[[ EXCERPTED TEXT, beginning ]]

Stop Putting Commas In Your Numbers

or Why you need to read Le Système international d’unités (8e édition)

How do you write very large or very small numbers? How, for example, would you write the speed of light out in full?

If you would write c = 299,792,458 m/s then please stop, because you’re doing it wrong. You can argue all you want about tradition, and “the way things have always been done” but you are still totally, absolutely, unequivocally wrong. There is a right way, an official, standardised way, to write very large and very small numbers, and it’s not with commas in them.

“Following the 9th CGPM (1948, Resolution 7) and the 22nd CGPM (2003, Resolution 10), for numbers with many digits the digits may be divided into groups of three by a thin space, in order to facilitate reading. Neither dots nor commas are inserted in the spaces between groups of three.”

The correct way to write the speed of light is c = 299 792 458 m/s. Ideally you’d use a special Unicode character, known as “NARROW NO-BREAK SPACE (U+202F)”, which stops text from wrapping around half-way through a number, but this isn’t very well supported, so the better-supported “THIN SPACE (U+2009)” or even just a normal space will do.

The reason for this is that the decimal point isn’t always a decimal point. Only 60% of countries use a full stop, whereas other countries use other marks. For example, a number that would traditionally be written in the UK as 123,456,789.01 would be written in France, Germany, Spain and many other countries as 123.456.789,01 and in Canada as either, depending on whether you’re working in English or French. This confusion (see this for example) was deemed undesirable and as such the scientific community declared in 2003 that:

The 22nd General Conference [of the BIPM],
considering that a principal purpose of the International System of Units is to enable values of quantities to be expressed in a manner that can be readily understood throughout the world …
reaffirms that “Numbers may be divided in groups of three in order to facilitate reading; neither dots nor commas are ever inserted in the spaces between groups”, as stated in Resolution 7 of the 9th CGPM, 1948.

Remember that thousand separators are also used when dealing with very small numbers. I’ve provided some examples below if you’re struggling to get your head around them.

[[ EXCERPTED TEXT, end ]]

WORK TO COMPLETE
[A] In the article on commas in numbers, what share of countries use a full stop as the decimal point?
[B] Pick up the article on commas in numbers after its final sentence and keep writing it.
The records given next are separate material, apart from the article on commas in numbers.

[[ SUPPLIED MATERIAL, beginning ]]

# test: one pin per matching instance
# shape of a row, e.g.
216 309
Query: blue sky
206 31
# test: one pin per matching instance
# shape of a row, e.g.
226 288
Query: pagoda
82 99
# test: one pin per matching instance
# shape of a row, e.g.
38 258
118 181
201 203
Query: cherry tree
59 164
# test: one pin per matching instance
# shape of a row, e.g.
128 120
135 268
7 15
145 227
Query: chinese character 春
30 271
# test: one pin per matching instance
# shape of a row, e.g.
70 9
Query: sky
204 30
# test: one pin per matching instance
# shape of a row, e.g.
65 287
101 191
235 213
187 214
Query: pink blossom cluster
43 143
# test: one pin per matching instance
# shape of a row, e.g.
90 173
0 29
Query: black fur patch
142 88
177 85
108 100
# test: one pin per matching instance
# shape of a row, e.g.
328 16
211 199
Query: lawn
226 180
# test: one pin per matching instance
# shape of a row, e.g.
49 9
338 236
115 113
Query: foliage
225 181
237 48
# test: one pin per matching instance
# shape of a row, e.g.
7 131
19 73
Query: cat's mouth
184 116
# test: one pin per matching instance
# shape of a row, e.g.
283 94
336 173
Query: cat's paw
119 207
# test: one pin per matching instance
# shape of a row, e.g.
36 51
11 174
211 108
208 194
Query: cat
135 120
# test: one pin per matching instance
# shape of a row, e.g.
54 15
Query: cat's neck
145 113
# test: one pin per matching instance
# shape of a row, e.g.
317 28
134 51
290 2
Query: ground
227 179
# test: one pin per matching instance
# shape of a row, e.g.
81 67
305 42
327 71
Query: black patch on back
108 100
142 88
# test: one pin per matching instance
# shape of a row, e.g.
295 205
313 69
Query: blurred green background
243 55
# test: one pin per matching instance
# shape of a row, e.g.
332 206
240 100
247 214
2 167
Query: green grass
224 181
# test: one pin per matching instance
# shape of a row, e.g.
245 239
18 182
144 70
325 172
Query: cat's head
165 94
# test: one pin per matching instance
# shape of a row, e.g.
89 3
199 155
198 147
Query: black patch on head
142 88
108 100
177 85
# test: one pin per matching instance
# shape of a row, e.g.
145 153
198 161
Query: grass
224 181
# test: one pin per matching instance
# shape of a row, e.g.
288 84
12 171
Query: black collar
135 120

[[ SUPPLIED MATERIAL, end ]]

ANSWER SECTION
[A] 60% of countries.

[B]
Incorrect Correct Incorrect Correct
123 123 0.123 0.123
1234 1234 0.1234 0.1234
12,345 12 345 0.12345 0.123 45
123,456 123 456 0.123456 0.123 456
1,234,567 1 234 567 0.1234567 0.123 456 7
12,345,678 12 345 678 0.12345678 0.123 456 78

8 thoughts on “Stop Putting Commas In Your Numbers

  1. The first number in each column is both correct and incorrect … :)

  2. In my experience what you are saying vis commas has caused countless students to fail to identify correctly orders of magnitude in larger numbers. I have stopped teaching what you preach because of this and have found that levels of understanding have increased dramatically. Personally I wish whoever thought this was a good system to teach had never been recognised. My priority is for my students and their understanding as opposed to convention.

  3. Graham, are you saying that the use of commas makes it easier for students to understand

  4. Using commas to divide 1,000s and decimal points for “less than a whole” makes it clearer and quicker to correctly read any number. I live in an area where commas are used rather than decimal points – its horrible. A simple error when prescribing medication for example could be fatal. Put the commas in to break up 1,000s and decimal points in correctly and there can be no misunderstanding.

  5. But the people who use “commas … rather than decimal points” probably think your system is horrible. Better to stick to spaces as thousand separators then everyone can use the same system.

  6. when you see 2 commas you are sure of a million. If none, that means you need to count digits in order to understand the scalar quantity.